The goslings are in the creek. The fish are spawning. The daffodils, hyacinths, and tulips are up. The tomato seedlings are getting ready for transplant. The radishes and lettuces are sprouting. I’d say the sun was out, but that may be stretching the truth a bit in Erie. And the Golden Snowglobe contest is finally over.
Spring is here. Erie won.
My non-competitive nature could give a hoot about the latter. I’m ecstatic about the former.
I’m a spring kind of gal. I was born in the spring. I’m like a plant. I thrive on sun, water, and warmth. If I never wear another pair of jeans, turtleneck, or sweater again, I will be a happy camper. That’s because I’m a dress and skort kind of gal. Goes with spring, summer, and even parts of fall.
I’m also a grill kind a gal. Give me fire and I’m a happy cooker. I cook with both the Big Green Egg (charcoal) and a gas grill. Depends on my mood. And tastes.

● Source material:
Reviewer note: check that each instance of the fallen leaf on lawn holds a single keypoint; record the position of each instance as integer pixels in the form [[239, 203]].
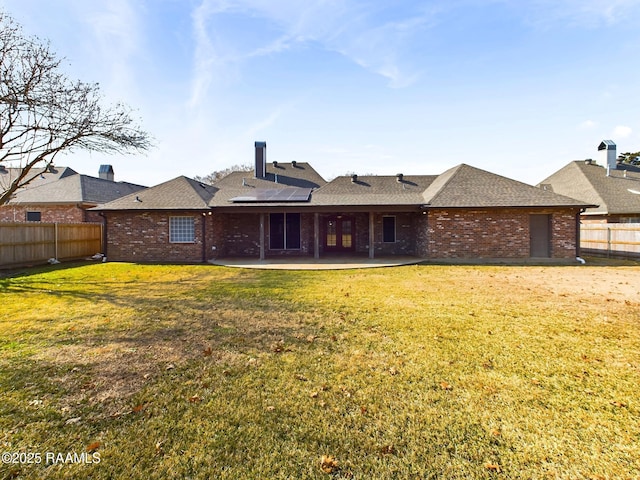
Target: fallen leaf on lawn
[[388, 450], [92, 447], [328, 464]]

● Exercises:
1: Write out the part of the spring post from "The goslings are" to "parts of fall.", keeping every word and mark unchanged.
2: In the spring post, what two kinds of grill does the writer cook with?
3: Which flowers does the spring post say are up? List all of them.

● Outputs for the tasks:
1:
The goslings are in the creek. The fish are spawning. The daffodils, hyacinths, and tulips are up. The tomato seedlings are getting ready for transplant. The radishes and lettuces are sprouting. I’d say the sun was out, but that may be stretching the truth a bit in Erie. And the Golden Snowglobe contest is finally over.
Spring is here. Erie won.
My non-competitive nature could give a hoot about the latter. I’m ecstatic about the former.
I’m a spring kind of gal. I was born in the spring. I’m like a plant. I thrive on sun, water, and warmth. If I never wear another pair of jeans, turtleneck, or sweater again, I will be a happy camper. That’s because I’m a dress and skort kind of gal. Goes with spring, summer, and even parts of fall.

2: The Big Green Egg (charcoal) and a gas grill.

3: Daffodils, hyacinths, tulips